**SUPPLIED DATA**

Segment Open

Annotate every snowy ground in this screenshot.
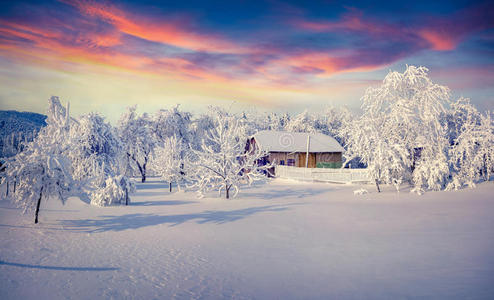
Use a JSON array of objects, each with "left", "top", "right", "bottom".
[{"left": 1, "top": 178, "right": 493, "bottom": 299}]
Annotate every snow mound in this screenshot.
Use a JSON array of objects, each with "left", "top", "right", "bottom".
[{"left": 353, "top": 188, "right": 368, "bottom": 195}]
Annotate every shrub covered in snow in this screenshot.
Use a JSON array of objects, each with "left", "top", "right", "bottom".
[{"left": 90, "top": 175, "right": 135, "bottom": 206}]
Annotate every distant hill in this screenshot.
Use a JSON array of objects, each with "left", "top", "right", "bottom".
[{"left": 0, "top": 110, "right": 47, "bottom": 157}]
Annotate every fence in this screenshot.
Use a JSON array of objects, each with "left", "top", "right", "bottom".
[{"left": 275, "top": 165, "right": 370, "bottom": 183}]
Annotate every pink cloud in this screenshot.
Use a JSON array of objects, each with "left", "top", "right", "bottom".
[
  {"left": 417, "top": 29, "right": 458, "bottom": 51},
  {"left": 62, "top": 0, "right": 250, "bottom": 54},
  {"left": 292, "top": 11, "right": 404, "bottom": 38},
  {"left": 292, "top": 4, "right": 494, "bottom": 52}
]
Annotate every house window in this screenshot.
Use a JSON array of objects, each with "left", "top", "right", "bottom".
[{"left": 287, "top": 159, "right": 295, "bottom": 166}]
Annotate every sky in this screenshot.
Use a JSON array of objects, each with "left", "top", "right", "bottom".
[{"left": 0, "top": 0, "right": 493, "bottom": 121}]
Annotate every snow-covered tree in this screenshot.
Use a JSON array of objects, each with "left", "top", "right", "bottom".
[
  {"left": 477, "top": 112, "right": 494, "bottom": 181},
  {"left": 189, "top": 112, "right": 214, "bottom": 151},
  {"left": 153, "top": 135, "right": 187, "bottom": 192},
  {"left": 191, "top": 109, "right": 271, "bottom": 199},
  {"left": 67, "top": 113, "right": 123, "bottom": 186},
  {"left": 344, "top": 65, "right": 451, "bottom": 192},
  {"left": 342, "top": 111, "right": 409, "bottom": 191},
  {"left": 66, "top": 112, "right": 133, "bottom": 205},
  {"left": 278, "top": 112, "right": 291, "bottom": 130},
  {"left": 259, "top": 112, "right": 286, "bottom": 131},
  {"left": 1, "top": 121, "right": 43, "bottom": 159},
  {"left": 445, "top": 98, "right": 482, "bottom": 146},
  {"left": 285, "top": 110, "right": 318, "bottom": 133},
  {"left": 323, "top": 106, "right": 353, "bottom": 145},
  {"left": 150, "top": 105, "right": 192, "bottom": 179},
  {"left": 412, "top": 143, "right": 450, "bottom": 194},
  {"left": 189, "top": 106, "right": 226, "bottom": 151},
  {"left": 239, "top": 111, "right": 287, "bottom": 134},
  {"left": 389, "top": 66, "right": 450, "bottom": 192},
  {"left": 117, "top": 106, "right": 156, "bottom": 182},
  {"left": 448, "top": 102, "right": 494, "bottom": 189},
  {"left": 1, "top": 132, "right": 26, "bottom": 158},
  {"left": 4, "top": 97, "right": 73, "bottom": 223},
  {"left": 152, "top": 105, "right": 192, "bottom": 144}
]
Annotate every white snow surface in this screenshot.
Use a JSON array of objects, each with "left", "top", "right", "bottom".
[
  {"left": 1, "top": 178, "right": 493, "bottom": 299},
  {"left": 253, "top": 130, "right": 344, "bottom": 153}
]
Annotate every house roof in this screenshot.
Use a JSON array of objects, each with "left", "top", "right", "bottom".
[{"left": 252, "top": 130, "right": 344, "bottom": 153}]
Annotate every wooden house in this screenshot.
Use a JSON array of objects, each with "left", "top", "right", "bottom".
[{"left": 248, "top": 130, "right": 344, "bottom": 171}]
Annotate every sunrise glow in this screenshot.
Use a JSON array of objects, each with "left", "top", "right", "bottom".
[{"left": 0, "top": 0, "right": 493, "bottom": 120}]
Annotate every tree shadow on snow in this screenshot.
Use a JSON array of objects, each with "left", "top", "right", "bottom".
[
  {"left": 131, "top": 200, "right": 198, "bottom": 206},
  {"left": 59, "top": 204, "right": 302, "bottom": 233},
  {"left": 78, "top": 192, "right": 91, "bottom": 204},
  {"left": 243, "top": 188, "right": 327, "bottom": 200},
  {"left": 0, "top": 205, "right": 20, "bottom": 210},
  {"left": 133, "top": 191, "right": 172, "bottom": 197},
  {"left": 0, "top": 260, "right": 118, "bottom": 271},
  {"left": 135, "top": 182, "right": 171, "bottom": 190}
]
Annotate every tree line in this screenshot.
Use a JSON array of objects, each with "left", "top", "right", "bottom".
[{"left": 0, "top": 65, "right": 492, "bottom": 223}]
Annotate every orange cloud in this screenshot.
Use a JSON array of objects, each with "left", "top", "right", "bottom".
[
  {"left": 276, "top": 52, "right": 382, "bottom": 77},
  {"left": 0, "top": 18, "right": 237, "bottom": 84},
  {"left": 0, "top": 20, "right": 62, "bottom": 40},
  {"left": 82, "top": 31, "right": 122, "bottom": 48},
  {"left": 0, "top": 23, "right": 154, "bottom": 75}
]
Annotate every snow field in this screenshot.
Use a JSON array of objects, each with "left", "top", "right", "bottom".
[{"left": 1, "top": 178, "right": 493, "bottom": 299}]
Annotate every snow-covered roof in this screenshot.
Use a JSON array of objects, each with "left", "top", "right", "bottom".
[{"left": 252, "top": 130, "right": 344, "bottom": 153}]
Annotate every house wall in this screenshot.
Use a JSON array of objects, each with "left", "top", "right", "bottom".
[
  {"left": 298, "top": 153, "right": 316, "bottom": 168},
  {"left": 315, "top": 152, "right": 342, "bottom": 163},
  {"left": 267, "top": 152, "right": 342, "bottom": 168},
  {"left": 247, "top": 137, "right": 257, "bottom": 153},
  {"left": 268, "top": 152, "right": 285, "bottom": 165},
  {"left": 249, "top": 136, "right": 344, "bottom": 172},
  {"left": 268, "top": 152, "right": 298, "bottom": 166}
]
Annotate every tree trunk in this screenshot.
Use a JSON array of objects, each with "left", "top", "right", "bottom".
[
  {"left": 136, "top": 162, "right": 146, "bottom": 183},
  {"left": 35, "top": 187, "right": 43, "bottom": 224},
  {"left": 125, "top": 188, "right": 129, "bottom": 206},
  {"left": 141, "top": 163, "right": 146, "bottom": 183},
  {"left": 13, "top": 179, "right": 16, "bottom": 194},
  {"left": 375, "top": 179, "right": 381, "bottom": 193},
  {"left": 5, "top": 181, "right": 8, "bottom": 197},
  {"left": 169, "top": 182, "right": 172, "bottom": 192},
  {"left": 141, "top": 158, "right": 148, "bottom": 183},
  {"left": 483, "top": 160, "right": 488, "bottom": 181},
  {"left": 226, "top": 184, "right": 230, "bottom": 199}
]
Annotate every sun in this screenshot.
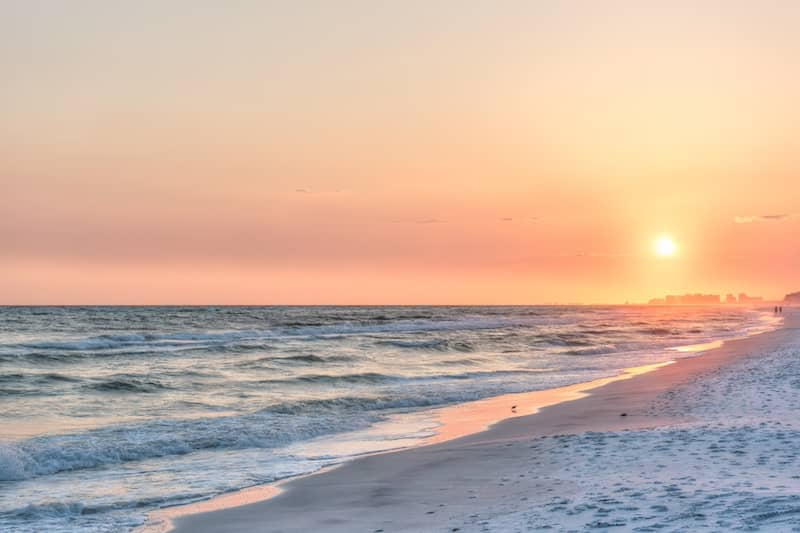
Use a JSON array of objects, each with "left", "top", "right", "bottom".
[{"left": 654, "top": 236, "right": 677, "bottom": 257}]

Segment Closed

From the data above, output exactly the lines between the one containing "Annotate every distant" and the one containing "Annotate every snow-covered tree", counting both of them.

Annotate every distant hill in this screenshot.
Use a JSON array of objects, each with "left", "top", "right", "bottom".
[{"left": 0, "top": 110, "right": 47, "bottom": 157}]
Annotate every fence in this screenshot.
Use a JSON array of objects, each with "left", "top", "right", "bottom".
[{"left": 275, "top": 165, "right": 370, "bottom": 183}]
Annotate every pink cloud in this screenshot.
Use a JSON array of objects, each with "left", "top", "right", "bottom".
[
  {"left": 417, "top": 29, "right": 458, "bottom": 51},
  {"left": 62, "top": 0, "right": 250, "bottom": 54},
  {"left": 292, "top": 11, "right": 404, "bottom": 38},
  {"left": 292, "top": 4, "right": 494, "bottom": 52}
]
Annotate every house window in this screenshot.
Use a JSON array of objects, each with "left", "top", "right", "bottom".
[{"left": 287, "top": 159, "right": 295, "bottom": 166}]
Annotate every sky in this screenshot.
Use a JSON array of objects, each with "left", "top", "right", "bottom".
[{"left": 0, "top": 0, "right": 493, "bottom": 121}]
Annotate every snow-covered tree in this screenshot.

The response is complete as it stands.